▸ **SET TASK**
Write out the records below word for word, leaving out the picture.
Start of EXTRACTED RECORDS
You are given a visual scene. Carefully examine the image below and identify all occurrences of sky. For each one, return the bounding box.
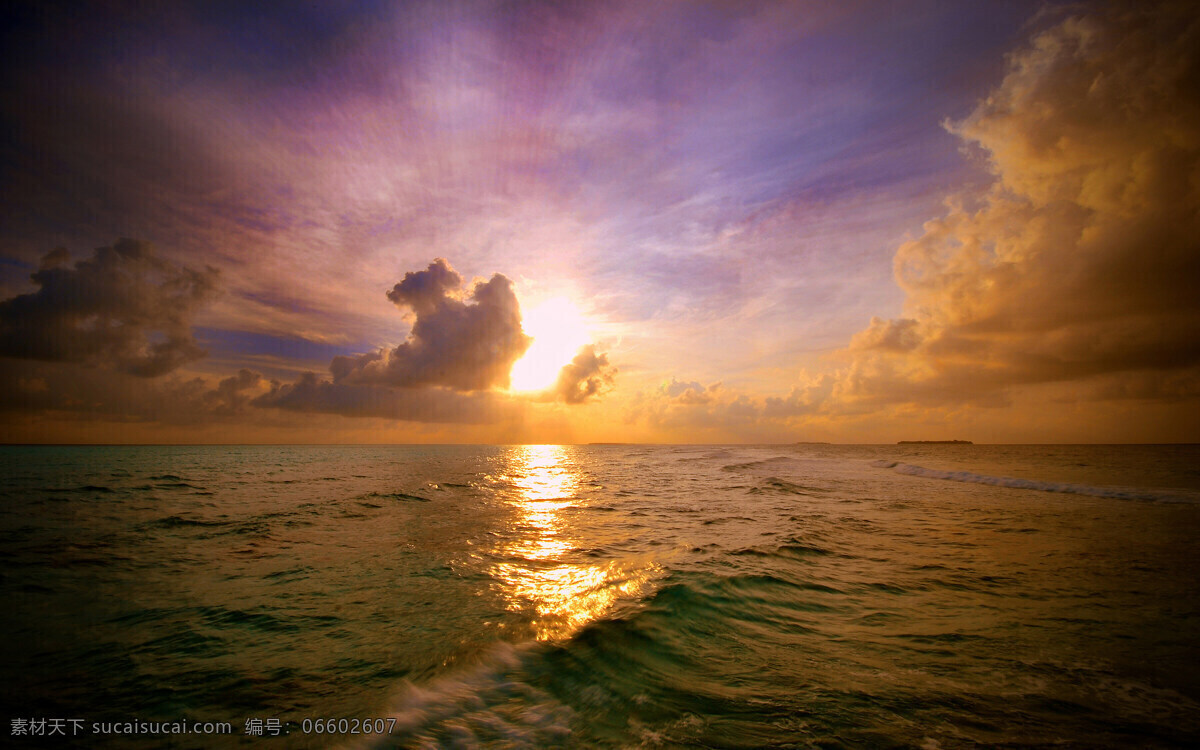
[0,0,1200,443]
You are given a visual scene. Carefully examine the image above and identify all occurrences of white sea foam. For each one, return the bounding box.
[871,460,1200,503]
[346,643,572,748]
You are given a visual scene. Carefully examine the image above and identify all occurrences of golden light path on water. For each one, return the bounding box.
[491,445,656,641]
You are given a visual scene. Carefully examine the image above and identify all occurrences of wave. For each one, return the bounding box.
[871,460,1200,503]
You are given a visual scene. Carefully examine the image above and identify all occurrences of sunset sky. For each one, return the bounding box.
[0,1,1200,443]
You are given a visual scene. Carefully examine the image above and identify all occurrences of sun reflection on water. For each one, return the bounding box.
[491,445,649,641]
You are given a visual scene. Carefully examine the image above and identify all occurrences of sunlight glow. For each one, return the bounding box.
[511,296,590,391]
[490,445,658,641]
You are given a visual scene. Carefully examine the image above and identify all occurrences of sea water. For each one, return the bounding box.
[0,445,1200,749]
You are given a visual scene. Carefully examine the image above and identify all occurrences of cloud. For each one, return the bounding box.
[554,344,617,403]
[0,239,217,378]
[661,378,721,404]
[830,2,1200,408]
[330,258,532,391]
[202,368,268,414]
[252,372,515,425]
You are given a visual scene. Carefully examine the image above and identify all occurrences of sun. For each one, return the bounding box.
[511,296,590,391]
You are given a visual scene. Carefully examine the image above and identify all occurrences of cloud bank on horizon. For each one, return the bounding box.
[0,2,1200,442]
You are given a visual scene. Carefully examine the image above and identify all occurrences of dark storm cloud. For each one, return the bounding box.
End of EXTRACTED RECORDS
▸ **WRITTEN SOLUTION**
You are given a visual scene. Carefully examine the image below and identify all occurrences of sky. For each one, return the bounding box.
[0,0,1200,443]
You are given a visual scene. Carefully examine the image above and identify all occurrences of white sea foam. For each one, return the bounding box.
[871,460,1200,503]
[346,643,572,748]
You are given a visual scene. Carefully examine the image above and identify all occurrences of golden light path on water. For each one, return the bounding box.
[491,445,656,641]
You are given a visual scene. Carefully examine the image above and identify all occurrences of wave. For each one, return the bounding box.
[871,460,1200,503]
You are given a visual scene. Carefully examine the image above and identify all occurrences of sunset sky. For each one, return the bounding box.
[0,1,1200,443]
You are given a visual scene. Carefully examine the image above and identify all occurrences of sun reflection on water. For each one, return the bounding box.
[491,445,649,641]
You are given a visual scene. Carefully examine the image above and identify all occurrences of sunlight glow. For each one, return the bounding box.
[511,296,590,391]
[490,445,658,641]
You are given a visual scene. Carefully examine the image above and identify all occurrences of sea water. For each one, return the bounding box.
[0,445,1200,749]
You are given a visual scene. Carefully examine the image above and identify all occurrences of cloud. For each one, return the bounding box.
[554,344,617,403]
[0,239,217,378]
[661,378,721,404]
[830,2,1200,408]
[330,258,532,391]
[202,368,268,414]
[252,372,515,425]
You are given a visual scene. Carefully examine the image above and identify all occurrences of sun. For each one, return the bounding box.
[511,296,590,391]
You are given a visual scene. Carefully examine the image above and identify all occurrences of cloud bank on horizon. For each one, return the bounding box.
[0,2,1200,442]
You are given a visual scene. Carefully examine the image above and identify all occurrences of dark storm cloud. For each one, return the bounding box.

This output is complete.